YOUR TASK: Reproduce the lines below verbatim, starting with the line containing "Mark the region of each instance of the window" and continuing through the line containing "[[152,95],[180,95],[185,101],[187,94],[187,67],[151,73]]", both included.

MATERIAL FOR THIS EXERCISE:
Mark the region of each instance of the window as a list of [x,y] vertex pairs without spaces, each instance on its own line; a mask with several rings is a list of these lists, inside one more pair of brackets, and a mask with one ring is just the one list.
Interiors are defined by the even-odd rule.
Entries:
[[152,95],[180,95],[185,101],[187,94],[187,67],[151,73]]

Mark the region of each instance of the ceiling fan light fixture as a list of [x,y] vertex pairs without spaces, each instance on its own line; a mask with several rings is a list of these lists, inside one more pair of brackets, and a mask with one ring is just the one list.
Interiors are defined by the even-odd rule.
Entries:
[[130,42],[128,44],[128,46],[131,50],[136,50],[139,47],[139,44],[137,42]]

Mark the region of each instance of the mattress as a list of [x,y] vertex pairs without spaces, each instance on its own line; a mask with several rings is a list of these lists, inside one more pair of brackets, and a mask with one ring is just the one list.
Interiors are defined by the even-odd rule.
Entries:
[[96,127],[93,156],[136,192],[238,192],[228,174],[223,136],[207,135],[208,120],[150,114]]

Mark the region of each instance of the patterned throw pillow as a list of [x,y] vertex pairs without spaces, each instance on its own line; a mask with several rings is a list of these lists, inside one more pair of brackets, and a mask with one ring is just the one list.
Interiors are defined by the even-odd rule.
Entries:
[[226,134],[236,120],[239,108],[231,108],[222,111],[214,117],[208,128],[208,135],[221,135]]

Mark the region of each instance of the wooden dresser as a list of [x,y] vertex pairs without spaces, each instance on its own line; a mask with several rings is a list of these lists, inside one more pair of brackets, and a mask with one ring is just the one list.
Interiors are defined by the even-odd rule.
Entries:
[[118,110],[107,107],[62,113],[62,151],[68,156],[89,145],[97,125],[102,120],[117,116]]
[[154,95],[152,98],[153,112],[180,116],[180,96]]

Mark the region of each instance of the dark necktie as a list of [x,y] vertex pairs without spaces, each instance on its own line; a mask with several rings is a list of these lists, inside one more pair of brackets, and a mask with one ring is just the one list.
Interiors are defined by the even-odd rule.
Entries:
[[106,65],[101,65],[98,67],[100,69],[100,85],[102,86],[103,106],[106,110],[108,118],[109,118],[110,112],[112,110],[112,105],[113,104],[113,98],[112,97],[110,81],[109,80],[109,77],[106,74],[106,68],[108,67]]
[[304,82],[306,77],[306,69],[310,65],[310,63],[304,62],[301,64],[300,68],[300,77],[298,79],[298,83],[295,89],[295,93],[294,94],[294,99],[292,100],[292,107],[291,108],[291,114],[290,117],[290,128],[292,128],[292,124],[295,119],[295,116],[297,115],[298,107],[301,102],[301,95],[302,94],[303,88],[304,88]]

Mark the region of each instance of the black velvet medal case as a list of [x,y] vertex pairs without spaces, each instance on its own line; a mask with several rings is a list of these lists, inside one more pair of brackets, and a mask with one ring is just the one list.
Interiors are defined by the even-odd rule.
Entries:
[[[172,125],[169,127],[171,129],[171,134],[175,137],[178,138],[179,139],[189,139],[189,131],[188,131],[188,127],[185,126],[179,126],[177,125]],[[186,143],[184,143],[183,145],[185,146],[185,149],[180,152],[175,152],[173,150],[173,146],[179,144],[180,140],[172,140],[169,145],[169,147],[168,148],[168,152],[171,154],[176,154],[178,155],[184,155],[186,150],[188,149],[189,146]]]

==

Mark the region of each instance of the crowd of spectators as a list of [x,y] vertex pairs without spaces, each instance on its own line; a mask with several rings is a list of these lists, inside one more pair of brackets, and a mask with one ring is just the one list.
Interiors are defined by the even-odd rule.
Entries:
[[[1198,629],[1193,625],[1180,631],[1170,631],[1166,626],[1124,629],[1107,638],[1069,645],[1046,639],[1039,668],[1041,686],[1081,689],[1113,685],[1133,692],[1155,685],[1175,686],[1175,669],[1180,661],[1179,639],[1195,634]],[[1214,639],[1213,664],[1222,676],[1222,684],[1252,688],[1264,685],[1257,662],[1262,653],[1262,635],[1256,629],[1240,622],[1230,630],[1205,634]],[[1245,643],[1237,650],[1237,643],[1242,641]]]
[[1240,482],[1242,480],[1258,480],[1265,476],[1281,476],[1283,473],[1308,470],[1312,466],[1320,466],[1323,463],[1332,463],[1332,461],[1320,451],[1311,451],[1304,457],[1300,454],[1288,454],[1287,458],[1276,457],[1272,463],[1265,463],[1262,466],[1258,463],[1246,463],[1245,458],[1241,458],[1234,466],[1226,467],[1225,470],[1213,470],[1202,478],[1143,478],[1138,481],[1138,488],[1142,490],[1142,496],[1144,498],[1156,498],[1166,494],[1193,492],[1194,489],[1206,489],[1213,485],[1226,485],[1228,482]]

RESULT FOR THIS EXERCISE:
Mark the region of each instance of the window as a list of [x,y] vertex pairs without spaces, each instance on its own line; a mask with several rings is a list of these lists, inside one more pair of brackets, and a mask with one ring is just the one list.
Interiors are defined by the even-odd rule.
Entries:
[[152,95],[180,95],[185,101],[187,94],[187,67],[151,73]]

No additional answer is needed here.